___ Source
Le chroniqueur rock ne prend guère de repos durant l’été. Entre deux festivals, c’est à domicile qu’il exerce sa profession et c’est à quelques jours de la rentrée que nous retrouvons Gruff Rhys, lui-même à son domicile et toujours avec sa casquette sur la tête, pour nous raconter l’histoire de Dim Probs, en version originale, s’il vous plaît.
Salut Gruff ! Es-tu encore en vacances ?
Oui, c'est encore les vacances ici, les enfants n'ont pas encore repris l'école.
Comment c'est passé ton été, tu as été bien occupé je crois ?
Oui, j'ai joué dans plusieurs festivals, dont le Green Man au Pays de Galles et le Big City à Glasgow, c'est le festival qu'ont créé Mogwai (ndlr : Dim Probs sort sur le label de Mogwai, Rock Action Records), et il y en aura quelques autres en septembre.
Tu ne chômes pas l'été ! Ton nouvel album Dim Probs sort donc en cette rentrée. C'est ton neuvième en solo, mais je n'inclue pas toutes les collaborations ou les bandes originales que tu as pu faire entre temps. Tu sembles ne jamais t'arrêter de créer. Y-a-t-il eu un moment dans ta carrière où tu t'es senti comme en panne d'inspiration ?
Étonnamment, écrire des chansons n'est pas toujours facile ! Bien que l'on soit entrainé à cela, il y a des moments où notre esprit n'y est pas. Il faut aussi assurer les tournées, mais parfois, entre deux concerts, l'inspiration revient !
Il semble qu'écrire entre les tournées soit ta méthode, comme tu nous l'avais expliqué à l'époque de Seeking New Gods et aussi de Sadness Sets Me Free...
En fait, je n'ai pas de moments privilégiés pour écrire, il faut juste sentir que l'on a du temps devant soi et, parfois, ça peut prendre jusqu'à trois années.
Tu as pourtant un joli palmarès : neuf disques en vingt ans de carrière solo, c'est un beau score, tu ne trouves pas ?
Déjà ? Oui en effet c'est pas mal ! [rires] C'est amusant, je lisais il y a peu un article sur Neil Young, sur le rythme des disques qui sortaient dans les années 70, sur les musiciens qui sortaient continuellement des albums... Il faut juste trouver le temps de bien l'écrire, ça peut être rapide comme plus lent.
______
Consigne A.
Renommez « Neil Young » en « Lou Reed » dans le passage de l'entretien qui va de « Tu as pourtant » à « comme plus lent. », puis redonnez ce passage.
Cet entretien n'a aucun lien avec le listing.
___ Données enregistrées
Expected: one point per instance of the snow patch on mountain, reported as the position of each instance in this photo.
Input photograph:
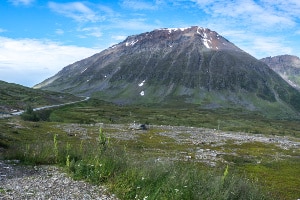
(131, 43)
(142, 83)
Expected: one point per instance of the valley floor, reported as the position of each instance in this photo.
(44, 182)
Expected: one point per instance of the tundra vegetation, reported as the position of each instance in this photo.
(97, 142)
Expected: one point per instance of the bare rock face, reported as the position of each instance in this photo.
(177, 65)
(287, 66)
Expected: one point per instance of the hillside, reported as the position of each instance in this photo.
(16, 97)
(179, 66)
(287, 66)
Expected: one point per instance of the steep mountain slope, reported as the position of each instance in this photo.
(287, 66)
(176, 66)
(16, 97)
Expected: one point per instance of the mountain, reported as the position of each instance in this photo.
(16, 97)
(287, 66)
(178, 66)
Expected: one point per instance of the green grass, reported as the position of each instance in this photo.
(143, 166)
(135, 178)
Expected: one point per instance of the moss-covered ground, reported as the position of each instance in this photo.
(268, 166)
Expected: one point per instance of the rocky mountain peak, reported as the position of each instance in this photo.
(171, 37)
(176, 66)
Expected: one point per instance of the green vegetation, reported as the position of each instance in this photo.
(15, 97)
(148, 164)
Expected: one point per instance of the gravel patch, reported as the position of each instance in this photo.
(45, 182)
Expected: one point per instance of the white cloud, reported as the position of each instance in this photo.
______
___ Données enregistrées
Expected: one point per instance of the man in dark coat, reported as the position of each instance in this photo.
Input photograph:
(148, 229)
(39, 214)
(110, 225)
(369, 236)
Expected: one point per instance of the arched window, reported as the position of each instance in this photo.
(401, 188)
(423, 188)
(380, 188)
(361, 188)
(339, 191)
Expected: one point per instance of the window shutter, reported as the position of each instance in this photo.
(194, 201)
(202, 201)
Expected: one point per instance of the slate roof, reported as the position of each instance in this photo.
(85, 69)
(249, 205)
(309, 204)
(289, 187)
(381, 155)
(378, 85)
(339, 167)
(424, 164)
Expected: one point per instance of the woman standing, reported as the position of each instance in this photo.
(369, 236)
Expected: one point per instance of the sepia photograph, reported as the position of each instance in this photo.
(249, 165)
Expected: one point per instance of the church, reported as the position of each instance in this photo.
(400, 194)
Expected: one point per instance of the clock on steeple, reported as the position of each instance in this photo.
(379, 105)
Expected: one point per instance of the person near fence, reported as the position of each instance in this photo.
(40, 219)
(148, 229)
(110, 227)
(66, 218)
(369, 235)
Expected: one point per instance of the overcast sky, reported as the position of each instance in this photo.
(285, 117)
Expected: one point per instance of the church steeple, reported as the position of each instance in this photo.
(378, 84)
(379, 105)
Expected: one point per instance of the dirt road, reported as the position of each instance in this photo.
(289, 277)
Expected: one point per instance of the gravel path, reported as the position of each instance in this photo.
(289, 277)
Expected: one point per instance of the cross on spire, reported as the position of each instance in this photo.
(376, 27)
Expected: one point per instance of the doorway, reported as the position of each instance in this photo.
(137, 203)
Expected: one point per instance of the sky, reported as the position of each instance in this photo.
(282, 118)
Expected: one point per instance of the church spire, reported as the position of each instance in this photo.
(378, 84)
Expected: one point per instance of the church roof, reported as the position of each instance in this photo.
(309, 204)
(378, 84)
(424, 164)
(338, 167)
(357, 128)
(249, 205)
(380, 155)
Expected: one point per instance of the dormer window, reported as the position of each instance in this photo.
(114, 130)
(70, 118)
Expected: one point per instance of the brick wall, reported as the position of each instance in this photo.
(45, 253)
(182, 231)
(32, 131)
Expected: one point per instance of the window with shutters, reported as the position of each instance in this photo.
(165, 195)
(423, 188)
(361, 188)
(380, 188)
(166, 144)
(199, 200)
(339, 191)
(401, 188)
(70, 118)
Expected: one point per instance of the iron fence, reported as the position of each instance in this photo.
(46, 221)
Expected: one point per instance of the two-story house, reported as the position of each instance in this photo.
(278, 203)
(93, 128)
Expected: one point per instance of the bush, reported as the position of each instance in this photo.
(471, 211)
______
___ Données enregistrées
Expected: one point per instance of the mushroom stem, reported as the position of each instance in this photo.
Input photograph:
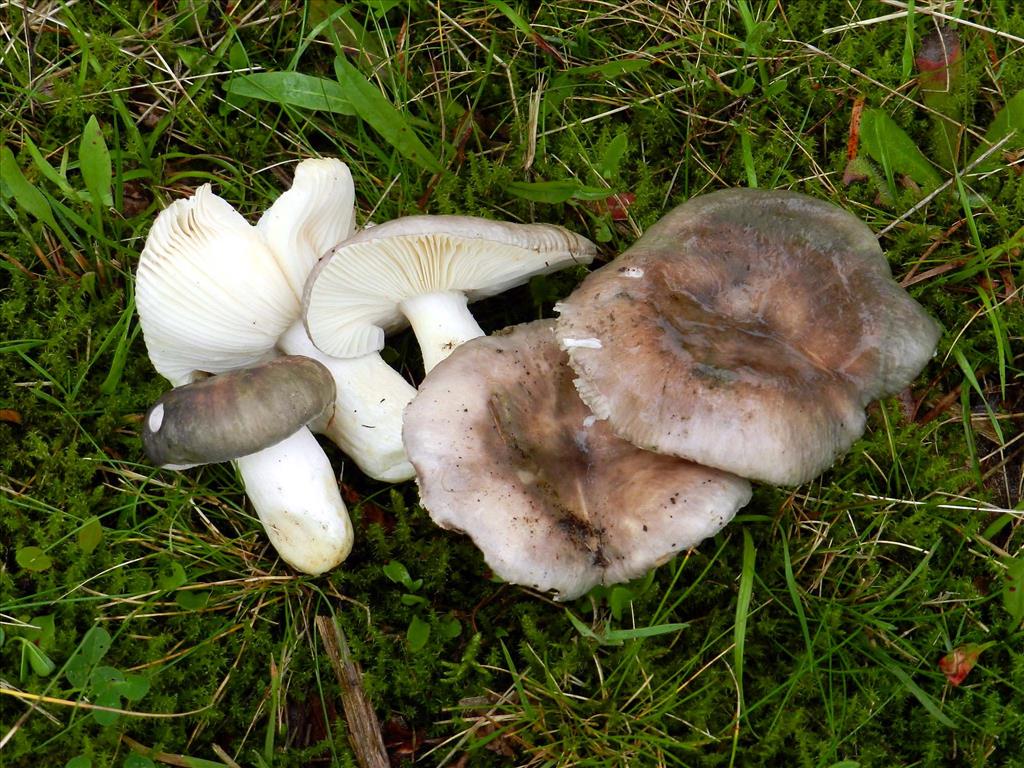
______
Consigne B.
Recopiez mot pour mot, s'il vous plaît, les lignes du listing allant de la ligne contenant « Expected: one point per instance of the moss-covered » à celle contenant « Expected: one point per instance of the white », ces deux lignes comprises.

Réponse attendue A.
Tu as pourtant un joli palmarès : neuf disques en vingt ans de carrière solo, c'est un beau score, tu ne trouves pas ?
Déjà ? Oui en effet c'est pas mal ! [rires] C'est amusant, je lisais il y a peu un article sur Lou Reed, sur le rythme des disques qui sortaient dans les années 70, sur les musiciens qui sortaient continuellement des albums... Il faut juste trouver le temps de bien l'écrire, ça peut être rapide comme plus lent.

Réponse attendue B.
Expected: one point per instance of the moss-covered ground, reported as the position of each instance in this photo.
(268, 166)
Expected: one point per instance of the rocky mountain peak, reported as the position of each instance in this photo.
(171, 37)
(176, 66)
Expected: one point per instance of the green vegetation, reported as the position of each instance in this photo.
(15, 97)
(148, 164)
Expected: one point per instance of the gravel patch, reported as the position of each instance in this photo.
(45, 182)
Expected: one point per instance of the white cloud, reported as the position of each instance in this photo.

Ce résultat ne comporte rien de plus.